(Work required) Identify each line in the records below that contains the word "positive", treating uppercase and lowercase as different, and copy every such line in full.

(Data to examine)
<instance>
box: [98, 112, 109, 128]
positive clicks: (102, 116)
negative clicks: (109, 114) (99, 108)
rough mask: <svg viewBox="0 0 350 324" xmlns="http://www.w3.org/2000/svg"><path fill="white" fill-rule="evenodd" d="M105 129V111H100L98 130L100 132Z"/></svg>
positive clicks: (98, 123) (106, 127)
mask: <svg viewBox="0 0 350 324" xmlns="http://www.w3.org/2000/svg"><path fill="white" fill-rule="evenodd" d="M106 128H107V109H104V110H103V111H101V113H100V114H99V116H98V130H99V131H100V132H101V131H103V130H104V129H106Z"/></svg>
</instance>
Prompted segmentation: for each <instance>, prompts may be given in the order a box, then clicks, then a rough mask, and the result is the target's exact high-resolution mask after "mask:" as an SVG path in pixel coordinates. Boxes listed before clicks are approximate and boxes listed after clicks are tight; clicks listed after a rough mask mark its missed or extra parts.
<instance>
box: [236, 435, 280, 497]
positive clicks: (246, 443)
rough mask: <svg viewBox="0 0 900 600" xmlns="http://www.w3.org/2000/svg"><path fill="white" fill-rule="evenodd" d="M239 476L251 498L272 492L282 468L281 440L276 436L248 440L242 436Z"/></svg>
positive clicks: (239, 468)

* * *

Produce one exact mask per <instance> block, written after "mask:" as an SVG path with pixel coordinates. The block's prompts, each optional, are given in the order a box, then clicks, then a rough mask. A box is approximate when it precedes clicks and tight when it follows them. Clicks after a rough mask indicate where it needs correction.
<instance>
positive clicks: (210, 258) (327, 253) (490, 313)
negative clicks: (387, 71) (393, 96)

(Task response)
positive clicks: (102, 116)
positive clicks: (98, 123) (106, 127)
positive clicks: (246, 443)
positive clicks: (239, 468)
positive clicks: (210, 258) (327, 253) (490, 313)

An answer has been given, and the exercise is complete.